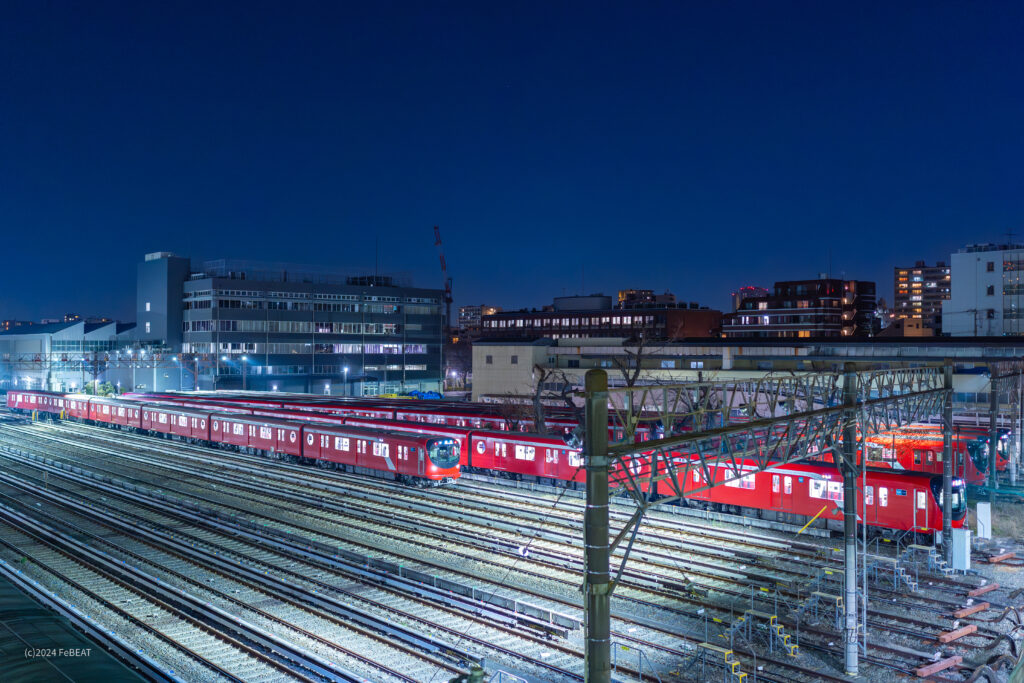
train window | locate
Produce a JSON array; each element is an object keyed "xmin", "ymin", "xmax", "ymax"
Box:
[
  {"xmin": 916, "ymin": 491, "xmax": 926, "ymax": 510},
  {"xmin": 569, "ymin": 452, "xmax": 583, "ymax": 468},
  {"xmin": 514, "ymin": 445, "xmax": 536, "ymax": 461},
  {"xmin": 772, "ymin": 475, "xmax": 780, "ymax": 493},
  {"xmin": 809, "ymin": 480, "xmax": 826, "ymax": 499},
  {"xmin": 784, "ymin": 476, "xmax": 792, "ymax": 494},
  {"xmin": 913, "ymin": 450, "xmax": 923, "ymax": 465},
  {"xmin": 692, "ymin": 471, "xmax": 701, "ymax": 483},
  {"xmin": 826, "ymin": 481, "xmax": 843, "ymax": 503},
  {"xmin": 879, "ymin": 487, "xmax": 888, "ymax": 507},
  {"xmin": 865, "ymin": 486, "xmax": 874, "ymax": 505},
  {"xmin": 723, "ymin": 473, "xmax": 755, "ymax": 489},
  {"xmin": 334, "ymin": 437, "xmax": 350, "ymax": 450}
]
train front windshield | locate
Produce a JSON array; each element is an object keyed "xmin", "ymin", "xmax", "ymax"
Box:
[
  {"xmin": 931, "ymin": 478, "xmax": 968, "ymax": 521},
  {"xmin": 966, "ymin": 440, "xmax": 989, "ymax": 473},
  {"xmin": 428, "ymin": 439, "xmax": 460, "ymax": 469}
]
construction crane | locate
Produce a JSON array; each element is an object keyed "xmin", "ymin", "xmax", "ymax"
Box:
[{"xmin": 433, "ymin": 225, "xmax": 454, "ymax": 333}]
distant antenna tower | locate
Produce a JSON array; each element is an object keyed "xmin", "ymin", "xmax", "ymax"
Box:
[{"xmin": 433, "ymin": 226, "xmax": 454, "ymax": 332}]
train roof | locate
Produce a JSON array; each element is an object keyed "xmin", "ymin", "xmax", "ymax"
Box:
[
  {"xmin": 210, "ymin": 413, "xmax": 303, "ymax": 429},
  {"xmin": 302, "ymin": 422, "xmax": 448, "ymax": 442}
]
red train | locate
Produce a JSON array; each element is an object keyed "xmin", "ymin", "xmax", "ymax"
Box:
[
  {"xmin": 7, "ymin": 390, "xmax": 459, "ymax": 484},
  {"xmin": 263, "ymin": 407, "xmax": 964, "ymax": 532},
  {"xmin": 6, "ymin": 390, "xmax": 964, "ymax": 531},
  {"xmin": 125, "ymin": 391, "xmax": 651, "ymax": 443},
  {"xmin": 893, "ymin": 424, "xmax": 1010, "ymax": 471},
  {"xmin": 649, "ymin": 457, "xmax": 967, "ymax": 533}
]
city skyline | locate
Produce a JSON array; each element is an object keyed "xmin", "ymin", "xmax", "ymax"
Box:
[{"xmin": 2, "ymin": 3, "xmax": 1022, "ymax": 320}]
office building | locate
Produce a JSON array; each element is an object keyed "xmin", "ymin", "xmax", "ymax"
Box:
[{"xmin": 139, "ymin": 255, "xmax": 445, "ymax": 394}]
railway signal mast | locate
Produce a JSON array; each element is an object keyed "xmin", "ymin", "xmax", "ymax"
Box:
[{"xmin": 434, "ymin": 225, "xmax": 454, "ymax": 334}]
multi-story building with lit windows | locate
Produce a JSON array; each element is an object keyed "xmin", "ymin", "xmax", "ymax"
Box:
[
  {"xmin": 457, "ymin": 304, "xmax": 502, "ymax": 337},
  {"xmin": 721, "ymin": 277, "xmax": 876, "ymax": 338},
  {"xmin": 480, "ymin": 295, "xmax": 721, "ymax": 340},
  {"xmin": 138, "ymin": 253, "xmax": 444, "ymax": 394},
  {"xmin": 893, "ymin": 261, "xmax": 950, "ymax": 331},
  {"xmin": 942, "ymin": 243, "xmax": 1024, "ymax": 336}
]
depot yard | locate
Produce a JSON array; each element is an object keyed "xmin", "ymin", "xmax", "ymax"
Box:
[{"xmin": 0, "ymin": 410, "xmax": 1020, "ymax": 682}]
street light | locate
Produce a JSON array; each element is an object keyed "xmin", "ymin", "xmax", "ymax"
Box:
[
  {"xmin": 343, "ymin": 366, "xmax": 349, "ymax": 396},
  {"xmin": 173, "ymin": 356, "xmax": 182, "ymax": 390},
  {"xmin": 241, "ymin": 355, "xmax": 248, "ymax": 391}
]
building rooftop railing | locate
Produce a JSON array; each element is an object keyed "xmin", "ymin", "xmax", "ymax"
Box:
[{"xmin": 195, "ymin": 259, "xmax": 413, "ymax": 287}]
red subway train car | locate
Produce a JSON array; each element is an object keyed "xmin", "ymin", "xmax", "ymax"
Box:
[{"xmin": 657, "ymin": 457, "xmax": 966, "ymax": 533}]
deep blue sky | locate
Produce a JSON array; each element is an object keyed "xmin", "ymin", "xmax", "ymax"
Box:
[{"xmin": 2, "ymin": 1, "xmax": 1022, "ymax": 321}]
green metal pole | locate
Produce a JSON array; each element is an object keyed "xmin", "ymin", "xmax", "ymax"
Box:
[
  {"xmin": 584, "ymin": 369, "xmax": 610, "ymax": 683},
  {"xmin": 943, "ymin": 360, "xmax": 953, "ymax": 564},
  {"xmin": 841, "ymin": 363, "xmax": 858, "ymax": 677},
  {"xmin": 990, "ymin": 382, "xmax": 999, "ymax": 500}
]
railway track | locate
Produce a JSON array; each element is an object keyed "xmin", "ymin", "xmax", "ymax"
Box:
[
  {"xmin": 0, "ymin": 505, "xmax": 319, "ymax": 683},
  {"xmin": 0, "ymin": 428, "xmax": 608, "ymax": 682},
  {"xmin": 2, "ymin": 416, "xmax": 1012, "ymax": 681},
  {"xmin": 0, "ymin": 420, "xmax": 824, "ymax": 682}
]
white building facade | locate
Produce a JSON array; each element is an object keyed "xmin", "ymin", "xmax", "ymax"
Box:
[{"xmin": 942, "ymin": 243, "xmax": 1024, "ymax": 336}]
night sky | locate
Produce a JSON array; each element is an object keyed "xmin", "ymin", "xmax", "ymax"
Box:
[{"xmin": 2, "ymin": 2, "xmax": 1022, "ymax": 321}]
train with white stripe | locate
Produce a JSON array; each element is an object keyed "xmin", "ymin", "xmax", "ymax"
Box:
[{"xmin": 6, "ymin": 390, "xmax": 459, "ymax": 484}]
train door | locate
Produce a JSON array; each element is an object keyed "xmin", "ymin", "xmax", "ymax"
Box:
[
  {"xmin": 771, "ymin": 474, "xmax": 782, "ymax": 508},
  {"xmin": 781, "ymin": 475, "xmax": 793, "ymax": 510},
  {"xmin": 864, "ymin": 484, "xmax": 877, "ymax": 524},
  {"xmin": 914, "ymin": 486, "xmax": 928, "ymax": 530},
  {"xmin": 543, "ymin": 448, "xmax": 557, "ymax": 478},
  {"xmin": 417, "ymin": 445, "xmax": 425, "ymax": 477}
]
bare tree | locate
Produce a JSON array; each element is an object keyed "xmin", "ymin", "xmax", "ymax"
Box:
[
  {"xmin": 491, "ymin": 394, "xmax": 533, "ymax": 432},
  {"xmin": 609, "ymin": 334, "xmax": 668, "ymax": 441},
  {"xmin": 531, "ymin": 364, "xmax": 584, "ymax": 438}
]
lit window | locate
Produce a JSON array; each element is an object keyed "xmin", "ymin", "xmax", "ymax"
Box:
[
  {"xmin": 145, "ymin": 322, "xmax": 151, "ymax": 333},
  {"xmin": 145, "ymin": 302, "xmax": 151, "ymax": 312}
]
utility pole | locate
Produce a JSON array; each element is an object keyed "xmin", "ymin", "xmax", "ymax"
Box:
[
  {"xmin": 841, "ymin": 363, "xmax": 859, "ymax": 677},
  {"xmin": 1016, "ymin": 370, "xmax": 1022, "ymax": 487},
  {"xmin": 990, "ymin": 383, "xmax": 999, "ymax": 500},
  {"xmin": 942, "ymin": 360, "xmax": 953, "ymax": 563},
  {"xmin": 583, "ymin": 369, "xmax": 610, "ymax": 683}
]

————

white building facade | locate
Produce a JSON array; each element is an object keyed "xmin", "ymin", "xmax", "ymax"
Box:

————

**Task details:** Search the records for the string "train" and, wherever a line contains it, please copy that line.

**Written response:**
train window | locate
train front windshield | locate
train roof | locate
red train | locate
red subway train car | locate
train with white stripe | locate
train door | locate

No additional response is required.